** Given instruction **
Pick out and copy every line of the records below that contains the word "parked".

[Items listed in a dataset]

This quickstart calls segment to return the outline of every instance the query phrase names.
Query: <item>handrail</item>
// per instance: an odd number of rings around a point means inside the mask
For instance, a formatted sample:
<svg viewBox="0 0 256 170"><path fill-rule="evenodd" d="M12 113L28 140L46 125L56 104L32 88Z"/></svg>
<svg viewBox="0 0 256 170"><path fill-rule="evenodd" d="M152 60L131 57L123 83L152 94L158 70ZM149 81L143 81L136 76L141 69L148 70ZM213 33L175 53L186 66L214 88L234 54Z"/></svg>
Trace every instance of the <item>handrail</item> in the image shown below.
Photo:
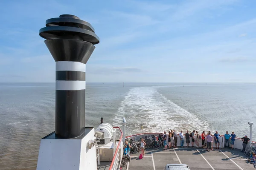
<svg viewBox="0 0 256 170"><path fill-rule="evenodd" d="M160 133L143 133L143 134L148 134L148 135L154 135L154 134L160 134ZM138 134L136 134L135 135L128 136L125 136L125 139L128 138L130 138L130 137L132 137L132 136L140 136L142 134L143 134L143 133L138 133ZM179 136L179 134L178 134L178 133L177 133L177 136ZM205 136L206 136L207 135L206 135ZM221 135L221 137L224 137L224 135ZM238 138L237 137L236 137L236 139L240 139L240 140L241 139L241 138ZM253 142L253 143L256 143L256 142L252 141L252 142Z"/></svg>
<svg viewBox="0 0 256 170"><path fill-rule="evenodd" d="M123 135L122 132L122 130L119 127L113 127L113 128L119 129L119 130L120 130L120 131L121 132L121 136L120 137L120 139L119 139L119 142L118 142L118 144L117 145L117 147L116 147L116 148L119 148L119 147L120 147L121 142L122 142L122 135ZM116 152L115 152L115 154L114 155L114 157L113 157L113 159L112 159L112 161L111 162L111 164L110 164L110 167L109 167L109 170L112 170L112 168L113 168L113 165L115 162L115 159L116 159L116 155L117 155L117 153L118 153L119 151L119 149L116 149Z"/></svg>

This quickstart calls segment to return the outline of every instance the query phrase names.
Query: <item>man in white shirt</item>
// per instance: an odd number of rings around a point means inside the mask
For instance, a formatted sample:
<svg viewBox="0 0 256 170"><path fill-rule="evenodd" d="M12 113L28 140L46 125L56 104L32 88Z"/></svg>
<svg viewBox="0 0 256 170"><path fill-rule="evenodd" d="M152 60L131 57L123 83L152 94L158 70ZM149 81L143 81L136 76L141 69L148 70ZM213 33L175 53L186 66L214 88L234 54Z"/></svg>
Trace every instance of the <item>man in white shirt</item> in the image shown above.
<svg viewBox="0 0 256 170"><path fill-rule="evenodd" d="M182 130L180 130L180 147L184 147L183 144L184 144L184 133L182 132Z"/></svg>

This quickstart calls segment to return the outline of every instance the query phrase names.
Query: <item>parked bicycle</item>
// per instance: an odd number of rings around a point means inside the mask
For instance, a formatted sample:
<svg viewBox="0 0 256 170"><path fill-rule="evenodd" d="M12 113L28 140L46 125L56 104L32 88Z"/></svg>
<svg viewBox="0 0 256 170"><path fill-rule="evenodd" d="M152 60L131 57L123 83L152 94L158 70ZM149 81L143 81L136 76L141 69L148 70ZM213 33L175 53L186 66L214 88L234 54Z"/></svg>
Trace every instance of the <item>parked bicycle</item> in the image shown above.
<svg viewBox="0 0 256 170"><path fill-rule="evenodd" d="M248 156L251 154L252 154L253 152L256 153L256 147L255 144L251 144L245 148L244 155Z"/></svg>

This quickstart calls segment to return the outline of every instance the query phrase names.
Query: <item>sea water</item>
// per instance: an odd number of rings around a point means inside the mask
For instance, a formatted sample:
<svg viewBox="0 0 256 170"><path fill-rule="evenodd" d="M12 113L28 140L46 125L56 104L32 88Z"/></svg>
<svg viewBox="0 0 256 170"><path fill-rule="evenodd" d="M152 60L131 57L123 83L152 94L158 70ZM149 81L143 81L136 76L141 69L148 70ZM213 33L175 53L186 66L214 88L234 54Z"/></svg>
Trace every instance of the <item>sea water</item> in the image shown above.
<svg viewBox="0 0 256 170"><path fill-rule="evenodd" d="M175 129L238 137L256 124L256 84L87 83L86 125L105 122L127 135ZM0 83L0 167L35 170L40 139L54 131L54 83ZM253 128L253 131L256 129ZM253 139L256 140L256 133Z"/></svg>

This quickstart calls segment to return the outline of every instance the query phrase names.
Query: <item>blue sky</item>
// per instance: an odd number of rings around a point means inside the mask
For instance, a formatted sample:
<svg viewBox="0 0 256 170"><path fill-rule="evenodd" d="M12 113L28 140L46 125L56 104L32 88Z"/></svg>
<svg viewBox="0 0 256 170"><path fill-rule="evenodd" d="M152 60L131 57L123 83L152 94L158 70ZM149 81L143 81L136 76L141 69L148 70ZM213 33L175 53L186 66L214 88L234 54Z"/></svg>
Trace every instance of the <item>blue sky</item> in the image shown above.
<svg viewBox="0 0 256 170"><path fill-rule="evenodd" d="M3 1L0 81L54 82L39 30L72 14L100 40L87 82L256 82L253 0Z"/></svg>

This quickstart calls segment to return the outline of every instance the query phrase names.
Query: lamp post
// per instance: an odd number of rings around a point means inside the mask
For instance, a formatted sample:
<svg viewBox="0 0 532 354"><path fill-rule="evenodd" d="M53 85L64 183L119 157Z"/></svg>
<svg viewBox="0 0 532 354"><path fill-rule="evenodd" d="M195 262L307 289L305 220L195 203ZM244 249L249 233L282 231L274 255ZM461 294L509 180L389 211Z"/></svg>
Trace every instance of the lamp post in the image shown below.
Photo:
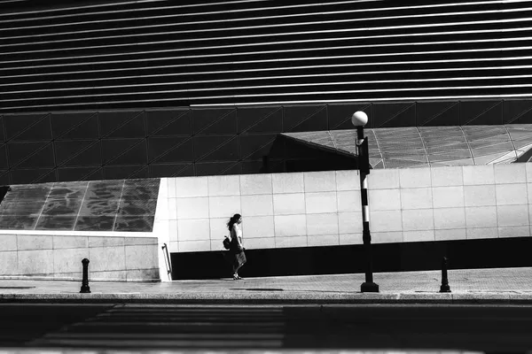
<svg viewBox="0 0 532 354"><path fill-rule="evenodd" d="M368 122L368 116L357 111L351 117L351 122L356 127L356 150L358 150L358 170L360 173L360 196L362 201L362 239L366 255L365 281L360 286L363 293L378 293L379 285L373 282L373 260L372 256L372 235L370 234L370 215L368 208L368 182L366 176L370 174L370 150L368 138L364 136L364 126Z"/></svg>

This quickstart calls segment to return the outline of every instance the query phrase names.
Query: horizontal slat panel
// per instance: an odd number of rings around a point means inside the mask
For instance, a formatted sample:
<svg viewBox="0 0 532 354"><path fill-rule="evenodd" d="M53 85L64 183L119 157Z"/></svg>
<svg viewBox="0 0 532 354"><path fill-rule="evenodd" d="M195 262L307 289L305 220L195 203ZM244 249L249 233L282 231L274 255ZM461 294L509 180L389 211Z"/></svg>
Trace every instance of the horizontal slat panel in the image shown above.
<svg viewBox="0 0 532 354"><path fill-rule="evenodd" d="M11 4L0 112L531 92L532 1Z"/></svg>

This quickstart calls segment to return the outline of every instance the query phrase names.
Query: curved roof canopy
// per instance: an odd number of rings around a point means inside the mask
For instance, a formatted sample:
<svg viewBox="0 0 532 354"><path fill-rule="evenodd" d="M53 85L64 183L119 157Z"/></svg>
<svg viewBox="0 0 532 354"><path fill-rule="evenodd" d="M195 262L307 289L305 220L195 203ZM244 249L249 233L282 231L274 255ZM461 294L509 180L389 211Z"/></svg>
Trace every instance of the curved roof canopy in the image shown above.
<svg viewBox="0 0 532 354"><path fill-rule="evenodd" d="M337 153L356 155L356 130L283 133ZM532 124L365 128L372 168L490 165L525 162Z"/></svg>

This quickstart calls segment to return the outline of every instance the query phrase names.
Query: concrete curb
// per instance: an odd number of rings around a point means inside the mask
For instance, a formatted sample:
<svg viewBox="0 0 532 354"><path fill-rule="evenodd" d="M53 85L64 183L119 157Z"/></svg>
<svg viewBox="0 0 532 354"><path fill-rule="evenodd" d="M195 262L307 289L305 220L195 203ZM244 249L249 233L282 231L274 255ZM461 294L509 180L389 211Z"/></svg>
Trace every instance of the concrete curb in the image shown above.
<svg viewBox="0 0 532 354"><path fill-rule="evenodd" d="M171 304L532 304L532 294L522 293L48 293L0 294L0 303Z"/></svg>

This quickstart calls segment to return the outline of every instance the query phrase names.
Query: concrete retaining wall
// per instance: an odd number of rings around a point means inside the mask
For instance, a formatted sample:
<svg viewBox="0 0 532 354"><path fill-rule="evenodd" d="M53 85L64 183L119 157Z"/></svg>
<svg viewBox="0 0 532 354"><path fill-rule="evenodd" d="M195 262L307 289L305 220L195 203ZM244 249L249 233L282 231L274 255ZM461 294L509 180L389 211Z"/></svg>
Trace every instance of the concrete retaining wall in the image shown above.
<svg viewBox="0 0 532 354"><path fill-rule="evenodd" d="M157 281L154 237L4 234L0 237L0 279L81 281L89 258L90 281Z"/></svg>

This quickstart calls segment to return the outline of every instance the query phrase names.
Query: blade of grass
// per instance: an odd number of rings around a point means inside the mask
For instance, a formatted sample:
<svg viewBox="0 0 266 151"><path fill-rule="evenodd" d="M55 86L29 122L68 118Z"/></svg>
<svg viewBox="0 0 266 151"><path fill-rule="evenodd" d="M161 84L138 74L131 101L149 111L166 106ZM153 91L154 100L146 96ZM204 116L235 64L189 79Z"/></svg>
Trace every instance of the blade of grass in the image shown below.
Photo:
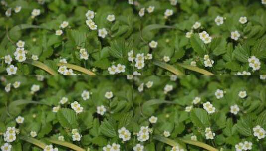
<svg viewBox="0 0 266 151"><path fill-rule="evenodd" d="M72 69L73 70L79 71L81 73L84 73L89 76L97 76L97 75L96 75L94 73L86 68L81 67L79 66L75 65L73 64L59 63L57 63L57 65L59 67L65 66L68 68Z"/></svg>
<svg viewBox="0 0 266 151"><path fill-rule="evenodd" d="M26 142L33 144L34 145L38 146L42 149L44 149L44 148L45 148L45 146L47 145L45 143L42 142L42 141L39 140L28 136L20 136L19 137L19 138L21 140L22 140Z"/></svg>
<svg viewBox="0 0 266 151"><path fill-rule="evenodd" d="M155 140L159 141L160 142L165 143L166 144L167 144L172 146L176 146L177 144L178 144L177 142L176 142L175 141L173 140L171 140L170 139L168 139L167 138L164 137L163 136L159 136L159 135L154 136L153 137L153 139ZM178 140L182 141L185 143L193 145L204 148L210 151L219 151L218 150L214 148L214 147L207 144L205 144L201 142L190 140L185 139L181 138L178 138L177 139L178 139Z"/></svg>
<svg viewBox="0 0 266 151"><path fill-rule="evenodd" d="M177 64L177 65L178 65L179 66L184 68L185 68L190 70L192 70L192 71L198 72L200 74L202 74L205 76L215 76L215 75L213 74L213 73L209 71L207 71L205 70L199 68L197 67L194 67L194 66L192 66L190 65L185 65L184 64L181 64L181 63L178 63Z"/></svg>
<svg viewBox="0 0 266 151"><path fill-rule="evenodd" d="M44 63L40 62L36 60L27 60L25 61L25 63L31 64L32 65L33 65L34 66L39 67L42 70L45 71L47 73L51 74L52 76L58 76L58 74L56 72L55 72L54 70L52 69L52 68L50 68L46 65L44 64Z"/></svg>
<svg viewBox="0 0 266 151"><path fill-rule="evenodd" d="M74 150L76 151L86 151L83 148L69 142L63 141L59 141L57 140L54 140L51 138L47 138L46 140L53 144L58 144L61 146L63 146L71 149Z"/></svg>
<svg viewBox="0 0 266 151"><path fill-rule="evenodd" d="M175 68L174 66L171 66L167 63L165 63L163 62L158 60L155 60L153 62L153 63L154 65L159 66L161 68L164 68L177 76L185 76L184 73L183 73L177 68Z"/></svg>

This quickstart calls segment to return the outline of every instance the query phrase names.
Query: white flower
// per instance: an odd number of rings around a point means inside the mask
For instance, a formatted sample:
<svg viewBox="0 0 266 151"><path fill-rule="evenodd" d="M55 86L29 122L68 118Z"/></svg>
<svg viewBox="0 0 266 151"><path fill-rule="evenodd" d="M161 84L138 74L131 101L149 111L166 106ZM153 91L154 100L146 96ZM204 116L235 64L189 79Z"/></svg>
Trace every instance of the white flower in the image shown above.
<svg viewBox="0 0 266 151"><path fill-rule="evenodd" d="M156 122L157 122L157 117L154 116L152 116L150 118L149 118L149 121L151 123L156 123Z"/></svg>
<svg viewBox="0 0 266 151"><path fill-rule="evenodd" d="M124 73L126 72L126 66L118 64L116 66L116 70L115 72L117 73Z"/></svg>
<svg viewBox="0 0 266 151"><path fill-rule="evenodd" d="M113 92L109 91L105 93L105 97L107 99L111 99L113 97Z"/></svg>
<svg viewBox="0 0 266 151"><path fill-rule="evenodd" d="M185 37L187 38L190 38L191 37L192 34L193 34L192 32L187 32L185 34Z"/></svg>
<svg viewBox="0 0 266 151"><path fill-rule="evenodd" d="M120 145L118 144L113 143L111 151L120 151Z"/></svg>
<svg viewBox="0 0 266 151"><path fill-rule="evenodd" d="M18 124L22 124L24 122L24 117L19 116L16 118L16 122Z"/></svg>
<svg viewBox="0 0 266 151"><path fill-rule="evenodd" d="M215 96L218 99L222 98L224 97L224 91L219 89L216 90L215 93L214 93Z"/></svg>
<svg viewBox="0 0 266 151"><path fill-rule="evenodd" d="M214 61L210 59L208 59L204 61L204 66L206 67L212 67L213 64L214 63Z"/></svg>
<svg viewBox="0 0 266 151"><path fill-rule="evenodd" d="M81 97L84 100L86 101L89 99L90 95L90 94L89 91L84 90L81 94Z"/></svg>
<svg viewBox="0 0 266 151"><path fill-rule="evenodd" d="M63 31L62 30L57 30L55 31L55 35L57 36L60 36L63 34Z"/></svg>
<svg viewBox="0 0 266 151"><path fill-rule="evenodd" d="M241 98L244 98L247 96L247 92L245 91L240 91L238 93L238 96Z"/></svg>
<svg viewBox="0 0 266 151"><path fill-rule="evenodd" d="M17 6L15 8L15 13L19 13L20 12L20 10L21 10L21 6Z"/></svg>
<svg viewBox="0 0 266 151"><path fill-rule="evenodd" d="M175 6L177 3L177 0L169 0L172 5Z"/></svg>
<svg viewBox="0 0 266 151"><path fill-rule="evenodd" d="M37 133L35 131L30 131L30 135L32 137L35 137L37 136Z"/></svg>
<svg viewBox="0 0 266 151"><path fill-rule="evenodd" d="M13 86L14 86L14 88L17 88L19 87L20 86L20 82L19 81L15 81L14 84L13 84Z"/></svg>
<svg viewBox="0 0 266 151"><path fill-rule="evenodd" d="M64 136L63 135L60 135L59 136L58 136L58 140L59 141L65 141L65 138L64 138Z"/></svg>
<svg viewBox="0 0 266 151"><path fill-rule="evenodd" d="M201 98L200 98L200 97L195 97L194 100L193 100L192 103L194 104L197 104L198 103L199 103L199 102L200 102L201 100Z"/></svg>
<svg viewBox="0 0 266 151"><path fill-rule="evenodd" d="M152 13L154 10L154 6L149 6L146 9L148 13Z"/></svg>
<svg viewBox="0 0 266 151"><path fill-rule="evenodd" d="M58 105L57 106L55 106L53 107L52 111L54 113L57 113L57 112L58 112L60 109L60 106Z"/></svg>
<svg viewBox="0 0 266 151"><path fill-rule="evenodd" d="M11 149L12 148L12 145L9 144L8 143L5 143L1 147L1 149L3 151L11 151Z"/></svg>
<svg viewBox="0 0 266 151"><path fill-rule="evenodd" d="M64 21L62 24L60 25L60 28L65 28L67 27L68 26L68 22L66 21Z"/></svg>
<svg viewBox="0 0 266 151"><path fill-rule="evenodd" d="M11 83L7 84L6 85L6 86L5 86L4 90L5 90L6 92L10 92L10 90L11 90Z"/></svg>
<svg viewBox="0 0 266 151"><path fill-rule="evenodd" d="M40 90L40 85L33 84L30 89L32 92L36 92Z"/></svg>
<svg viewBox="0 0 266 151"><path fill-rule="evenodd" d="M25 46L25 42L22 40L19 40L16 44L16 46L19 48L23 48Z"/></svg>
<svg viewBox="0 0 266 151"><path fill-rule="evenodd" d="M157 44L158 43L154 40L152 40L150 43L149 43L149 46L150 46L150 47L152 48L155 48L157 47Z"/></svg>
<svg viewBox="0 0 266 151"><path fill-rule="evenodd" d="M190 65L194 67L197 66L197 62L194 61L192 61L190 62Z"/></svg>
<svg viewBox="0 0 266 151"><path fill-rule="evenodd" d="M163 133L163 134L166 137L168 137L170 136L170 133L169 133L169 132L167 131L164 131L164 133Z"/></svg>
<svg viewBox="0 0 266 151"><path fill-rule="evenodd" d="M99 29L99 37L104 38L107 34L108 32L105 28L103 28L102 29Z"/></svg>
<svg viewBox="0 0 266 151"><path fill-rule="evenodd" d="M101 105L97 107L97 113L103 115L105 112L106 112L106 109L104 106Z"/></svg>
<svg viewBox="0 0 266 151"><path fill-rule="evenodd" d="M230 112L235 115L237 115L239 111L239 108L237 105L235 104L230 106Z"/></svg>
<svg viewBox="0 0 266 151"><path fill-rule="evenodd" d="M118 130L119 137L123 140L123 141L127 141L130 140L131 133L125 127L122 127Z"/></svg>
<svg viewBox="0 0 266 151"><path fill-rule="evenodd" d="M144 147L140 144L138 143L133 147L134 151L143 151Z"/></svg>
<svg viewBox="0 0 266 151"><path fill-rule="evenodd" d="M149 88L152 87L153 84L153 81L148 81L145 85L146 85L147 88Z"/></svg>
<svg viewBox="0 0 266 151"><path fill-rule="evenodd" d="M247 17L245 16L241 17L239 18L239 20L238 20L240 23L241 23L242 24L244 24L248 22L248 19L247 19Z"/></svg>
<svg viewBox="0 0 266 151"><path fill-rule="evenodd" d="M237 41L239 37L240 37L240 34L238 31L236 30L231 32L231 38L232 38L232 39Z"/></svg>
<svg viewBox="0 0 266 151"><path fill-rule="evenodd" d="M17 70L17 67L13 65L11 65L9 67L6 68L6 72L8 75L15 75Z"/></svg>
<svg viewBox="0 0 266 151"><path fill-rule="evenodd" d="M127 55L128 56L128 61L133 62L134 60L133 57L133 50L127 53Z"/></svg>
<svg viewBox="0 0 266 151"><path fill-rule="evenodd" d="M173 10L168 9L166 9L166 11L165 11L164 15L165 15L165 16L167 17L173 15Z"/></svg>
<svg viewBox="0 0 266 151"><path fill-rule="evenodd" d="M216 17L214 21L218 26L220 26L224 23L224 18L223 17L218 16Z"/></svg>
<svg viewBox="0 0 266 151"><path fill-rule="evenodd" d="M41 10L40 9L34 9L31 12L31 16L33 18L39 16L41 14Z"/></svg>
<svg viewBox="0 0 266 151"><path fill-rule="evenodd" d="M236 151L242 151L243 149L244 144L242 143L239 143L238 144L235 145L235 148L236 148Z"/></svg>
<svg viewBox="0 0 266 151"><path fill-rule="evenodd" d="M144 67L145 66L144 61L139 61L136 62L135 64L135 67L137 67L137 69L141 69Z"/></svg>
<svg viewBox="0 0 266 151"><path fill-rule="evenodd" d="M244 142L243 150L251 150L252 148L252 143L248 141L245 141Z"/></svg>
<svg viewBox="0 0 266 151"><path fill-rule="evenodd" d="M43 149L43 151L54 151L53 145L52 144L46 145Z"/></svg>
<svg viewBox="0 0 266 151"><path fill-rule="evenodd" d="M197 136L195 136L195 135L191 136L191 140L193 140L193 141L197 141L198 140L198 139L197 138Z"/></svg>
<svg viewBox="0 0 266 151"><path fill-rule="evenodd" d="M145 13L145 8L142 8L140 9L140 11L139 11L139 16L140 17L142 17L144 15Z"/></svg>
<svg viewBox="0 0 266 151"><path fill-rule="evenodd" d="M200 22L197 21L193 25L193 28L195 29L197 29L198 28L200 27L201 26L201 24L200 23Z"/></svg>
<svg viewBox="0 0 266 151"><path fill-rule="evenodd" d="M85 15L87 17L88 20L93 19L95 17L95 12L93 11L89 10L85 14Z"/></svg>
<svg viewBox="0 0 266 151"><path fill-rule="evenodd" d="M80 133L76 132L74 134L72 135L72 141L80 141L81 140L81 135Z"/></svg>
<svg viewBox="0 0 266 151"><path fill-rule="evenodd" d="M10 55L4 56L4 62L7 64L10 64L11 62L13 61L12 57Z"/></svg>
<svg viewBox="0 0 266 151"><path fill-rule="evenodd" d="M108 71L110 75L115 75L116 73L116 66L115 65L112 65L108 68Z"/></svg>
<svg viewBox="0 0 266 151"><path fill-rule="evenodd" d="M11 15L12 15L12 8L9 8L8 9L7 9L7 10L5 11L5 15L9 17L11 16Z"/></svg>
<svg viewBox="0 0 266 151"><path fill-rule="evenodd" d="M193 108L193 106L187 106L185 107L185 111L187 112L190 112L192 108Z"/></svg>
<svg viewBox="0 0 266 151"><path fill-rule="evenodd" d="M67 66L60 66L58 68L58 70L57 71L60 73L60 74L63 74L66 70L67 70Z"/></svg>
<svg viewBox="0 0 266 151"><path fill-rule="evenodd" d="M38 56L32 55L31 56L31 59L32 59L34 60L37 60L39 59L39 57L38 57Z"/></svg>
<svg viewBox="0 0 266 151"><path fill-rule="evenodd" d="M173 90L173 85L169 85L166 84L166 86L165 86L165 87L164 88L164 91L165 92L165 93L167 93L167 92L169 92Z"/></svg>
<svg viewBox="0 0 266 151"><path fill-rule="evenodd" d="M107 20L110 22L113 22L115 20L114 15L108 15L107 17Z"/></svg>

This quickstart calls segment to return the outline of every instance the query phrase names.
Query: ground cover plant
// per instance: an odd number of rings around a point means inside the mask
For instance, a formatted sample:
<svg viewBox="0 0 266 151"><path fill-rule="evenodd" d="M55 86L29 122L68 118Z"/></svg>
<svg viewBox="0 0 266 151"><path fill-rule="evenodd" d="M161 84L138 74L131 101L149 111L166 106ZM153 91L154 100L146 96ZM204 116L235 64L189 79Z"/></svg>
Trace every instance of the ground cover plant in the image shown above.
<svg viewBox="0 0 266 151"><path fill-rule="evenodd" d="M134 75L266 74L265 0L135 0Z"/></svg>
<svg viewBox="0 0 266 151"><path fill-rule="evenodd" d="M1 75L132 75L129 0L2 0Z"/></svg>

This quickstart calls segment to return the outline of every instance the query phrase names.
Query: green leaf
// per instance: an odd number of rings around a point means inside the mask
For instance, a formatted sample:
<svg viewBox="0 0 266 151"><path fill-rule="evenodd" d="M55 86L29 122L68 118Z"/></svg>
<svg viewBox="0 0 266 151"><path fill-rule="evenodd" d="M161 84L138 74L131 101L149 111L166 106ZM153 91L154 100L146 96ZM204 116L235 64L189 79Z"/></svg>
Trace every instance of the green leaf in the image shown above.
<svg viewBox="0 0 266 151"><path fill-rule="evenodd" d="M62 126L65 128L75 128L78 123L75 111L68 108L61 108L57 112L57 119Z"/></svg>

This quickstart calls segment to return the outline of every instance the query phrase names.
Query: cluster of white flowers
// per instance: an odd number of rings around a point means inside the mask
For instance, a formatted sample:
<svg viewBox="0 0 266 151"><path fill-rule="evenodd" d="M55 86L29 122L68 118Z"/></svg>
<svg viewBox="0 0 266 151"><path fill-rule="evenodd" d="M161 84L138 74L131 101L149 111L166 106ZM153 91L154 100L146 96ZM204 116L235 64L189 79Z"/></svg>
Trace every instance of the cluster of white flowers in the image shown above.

** Task response **
Query: <item>parked bicycle</item>
Trace every instance of the <item>parked bicycle</item> in the image shown above.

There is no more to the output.